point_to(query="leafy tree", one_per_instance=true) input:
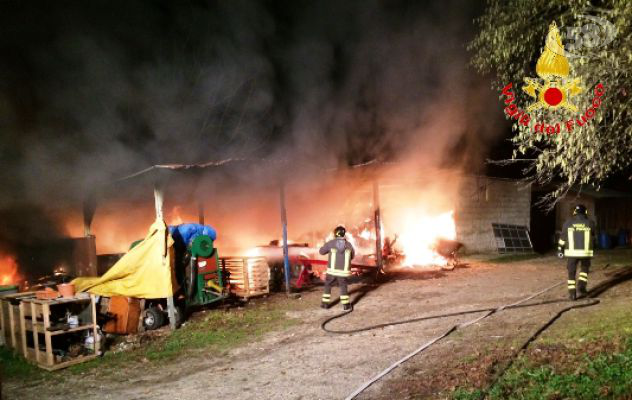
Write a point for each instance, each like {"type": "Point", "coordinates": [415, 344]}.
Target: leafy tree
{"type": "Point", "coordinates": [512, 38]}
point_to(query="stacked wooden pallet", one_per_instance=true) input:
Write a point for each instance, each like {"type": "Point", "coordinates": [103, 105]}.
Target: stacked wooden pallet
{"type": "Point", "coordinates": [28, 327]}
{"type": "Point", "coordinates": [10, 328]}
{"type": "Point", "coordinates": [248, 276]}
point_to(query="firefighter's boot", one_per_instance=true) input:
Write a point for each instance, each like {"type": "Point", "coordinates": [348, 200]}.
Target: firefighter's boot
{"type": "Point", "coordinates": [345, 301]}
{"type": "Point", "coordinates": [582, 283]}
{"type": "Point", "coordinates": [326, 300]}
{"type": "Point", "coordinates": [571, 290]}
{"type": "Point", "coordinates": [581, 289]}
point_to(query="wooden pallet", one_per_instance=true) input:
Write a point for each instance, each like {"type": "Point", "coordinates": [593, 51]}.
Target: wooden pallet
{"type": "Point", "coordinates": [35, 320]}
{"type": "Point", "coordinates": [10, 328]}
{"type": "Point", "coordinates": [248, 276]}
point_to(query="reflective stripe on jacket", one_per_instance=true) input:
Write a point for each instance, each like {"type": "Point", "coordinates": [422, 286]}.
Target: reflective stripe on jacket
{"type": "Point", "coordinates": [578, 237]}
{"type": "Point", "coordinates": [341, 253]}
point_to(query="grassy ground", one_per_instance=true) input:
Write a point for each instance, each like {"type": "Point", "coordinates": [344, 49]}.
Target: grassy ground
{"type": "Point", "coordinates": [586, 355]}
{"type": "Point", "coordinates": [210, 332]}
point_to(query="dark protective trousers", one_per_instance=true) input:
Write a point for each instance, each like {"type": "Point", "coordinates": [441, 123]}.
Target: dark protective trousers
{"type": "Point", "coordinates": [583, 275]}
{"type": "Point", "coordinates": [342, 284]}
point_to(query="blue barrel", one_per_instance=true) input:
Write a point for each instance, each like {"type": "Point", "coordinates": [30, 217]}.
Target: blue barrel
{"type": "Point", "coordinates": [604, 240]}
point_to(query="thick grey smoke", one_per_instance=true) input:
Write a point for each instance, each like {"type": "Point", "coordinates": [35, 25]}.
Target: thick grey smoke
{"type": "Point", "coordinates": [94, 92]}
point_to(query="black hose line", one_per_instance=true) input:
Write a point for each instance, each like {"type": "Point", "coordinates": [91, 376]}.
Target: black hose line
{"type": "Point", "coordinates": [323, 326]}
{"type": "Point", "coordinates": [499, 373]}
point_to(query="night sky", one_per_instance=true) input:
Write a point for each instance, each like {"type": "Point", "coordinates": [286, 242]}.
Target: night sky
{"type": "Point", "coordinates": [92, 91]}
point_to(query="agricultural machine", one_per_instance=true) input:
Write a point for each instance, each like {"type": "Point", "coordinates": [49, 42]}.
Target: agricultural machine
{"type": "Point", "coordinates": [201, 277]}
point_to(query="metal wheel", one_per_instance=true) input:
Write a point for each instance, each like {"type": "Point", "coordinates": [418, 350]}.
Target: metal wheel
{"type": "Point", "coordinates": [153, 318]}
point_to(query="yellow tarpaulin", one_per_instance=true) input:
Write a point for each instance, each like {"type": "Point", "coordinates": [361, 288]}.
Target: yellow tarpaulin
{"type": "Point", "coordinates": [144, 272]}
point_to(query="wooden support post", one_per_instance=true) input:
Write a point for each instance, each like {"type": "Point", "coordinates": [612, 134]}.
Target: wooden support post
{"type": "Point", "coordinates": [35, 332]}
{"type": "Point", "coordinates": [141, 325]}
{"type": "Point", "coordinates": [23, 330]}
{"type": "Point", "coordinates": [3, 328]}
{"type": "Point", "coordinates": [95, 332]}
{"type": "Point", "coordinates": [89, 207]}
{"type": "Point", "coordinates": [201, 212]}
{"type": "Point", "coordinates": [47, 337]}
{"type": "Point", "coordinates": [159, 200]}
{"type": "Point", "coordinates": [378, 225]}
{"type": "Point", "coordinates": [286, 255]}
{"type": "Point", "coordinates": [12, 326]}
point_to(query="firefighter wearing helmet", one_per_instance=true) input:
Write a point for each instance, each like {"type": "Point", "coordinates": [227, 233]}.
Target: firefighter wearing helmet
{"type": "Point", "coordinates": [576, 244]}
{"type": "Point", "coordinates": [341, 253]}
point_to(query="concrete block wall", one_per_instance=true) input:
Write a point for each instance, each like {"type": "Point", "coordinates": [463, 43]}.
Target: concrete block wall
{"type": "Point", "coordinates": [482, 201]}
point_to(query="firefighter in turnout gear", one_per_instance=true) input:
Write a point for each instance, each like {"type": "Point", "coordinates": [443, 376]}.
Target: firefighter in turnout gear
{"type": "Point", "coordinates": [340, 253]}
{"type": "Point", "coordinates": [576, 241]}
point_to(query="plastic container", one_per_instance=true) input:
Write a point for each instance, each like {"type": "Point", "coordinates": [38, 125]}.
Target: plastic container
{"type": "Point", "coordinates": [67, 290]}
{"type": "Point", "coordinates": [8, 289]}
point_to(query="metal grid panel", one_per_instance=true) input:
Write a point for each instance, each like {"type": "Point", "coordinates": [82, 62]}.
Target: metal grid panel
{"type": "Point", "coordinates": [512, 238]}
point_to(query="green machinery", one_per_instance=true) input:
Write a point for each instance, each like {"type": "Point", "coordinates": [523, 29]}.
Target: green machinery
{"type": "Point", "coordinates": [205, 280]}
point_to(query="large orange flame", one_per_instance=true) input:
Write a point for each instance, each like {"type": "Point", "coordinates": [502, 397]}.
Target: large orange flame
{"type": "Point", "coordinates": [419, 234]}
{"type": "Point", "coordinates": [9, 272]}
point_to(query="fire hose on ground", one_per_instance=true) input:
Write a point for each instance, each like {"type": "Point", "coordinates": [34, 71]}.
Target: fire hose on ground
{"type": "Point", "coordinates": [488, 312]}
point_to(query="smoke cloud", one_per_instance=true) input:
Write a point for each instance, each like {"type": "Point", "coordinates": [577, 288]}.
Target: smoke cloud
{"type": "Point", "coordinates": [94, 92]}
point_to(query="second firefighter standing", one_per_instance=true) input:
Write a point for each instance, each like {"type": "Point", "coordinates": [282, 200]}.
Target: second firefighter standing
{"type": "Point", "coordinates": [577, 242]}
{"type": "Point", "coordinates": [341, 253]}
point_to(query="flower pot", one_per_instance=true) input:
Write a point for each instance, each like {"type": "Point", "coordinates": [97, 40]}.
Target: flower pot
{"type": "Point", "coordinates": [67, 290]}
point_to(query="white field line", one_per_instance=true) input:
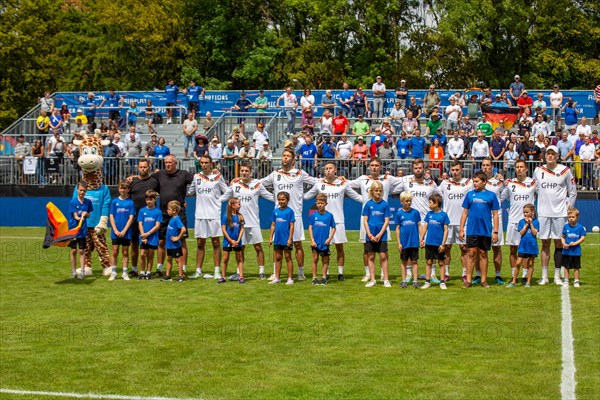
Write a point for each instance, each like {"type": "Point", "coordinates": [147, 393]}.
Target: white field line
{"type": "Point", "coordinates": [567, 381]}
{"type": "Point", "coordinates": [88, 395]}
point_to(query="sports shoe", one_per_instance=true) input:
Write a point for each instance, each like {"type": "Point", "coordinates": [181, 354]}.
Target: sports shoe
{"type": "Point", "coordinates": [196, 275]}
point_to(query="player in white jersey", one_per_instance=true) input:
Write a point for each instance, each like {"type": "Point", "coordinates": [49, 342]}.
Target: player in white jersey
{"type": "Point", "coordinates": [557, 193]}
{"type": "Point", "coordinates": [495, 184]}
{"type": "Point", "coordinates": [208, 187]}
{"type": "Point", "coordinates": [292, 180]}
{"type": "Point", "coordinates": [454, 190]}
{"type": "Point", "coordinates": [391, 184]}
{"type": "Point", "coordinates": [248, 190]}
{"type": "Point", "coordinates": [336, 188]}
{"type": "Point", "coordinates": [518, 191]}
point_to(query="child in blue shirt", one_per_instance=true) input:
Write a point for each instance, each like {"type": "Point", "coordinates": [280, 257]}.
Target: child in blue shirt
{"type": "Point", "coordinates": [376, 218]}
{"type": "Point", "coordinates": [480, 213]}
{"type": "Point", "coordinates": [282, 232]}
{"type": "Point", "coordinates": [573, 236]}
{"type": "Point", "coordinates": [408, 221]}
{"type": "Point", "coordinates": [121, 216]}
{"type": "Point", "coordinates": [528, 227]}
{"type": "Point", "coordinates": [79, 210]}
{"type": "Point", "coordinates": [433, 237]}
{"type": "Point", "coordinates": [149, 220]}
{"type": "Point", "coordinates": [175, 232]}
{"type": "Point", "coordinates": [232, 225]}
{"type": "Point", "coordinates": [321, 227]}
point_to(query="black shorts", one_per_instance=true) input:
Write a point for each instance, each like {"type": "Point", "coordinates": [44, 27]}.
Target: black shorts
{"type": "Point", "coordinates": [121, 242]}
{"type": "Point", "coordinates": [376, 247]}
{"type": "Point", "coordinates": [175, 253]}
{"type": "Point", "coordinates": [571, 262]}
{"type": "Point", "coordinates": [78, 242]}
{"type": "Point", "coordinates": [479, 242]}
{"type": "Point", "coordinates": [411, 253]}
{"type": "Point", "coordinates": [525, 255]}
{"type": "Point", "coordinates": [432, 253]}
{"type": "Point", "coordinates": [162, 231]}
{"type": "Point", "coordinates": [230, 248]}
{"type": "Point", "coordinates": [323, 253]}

--

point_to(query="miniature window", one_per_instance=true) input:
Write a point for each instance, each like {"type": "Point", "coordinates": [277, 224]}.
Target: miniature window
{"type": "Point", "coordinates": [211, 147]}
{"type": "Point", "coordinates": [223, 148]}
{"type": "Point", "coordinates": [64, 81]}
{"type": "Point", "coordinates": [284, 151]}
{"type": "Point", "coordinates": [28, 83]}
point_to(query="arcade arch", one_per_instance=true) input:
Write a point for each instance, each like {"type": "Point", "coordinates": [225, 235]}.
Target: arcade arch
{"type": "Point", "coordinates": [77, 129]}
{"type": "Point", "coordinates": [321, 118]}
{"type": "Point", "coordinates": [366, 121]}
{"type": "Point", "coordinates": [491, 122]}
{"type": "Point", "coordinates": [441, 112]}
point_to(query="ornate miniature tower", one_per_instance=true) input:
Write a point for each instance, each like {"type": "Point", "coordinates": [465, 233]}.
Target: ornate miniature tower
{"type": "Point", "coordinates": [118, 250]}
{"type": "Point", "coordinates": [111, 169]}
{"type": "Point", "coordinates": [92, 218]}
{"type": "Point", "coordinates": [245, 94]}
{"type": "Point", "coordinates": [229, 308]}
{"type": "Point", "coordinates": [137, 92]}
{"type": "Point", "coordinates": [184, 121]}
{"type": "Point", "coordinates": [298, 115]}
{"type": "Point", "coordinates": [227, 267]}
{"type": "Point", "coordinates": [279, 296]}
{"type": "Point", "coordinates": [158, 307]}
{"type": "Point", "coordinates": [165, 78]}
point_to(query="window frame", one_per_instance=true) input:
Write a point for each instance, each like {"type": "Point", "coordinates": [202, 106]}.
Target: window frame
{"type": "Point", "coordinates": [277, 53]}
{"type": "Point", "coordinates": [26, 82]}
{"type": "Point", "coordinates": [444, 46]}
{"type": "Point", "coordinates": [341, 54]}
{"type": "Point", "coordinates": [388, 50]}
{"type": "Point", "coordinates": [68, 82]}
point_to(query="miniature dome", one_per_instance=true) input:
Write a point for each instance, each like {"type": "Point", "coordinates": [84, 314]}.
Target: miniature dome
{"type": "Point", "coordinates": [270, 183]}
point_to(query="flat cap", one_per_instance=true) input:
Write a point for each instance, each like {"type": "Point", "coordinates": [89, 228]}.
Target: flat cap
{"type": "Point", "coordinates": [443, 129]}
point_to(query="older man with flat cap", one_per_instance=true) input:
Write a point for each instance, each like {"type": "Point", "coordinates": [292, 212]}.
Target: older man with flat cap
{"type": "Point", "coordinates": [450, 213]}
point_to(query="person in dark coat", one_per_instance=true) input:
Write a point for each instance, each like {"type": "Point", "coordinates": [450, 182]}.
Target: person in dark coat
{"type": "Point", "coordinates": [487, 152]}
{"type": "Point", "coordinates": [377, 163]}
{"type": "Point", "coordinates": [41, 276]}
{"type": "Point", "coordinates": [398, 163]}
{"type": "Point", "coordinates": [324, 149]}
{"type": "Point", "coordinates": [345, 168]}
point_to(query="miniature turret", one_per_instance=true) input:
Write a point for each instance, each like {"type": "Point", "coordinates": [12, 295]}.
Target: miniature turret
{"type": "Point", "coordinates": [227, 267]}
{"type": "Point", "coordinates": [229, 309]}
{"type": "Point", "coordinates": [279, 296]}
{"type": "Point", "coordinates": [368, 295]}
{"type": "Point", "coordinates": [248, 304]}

• **Problem description**: Pull out every line above that contains the string "grey" and copy each one.

• **Response to the task**:
point_to(query="thick grey smoke", one_per_instance=true) input:
Target: thick grey smoke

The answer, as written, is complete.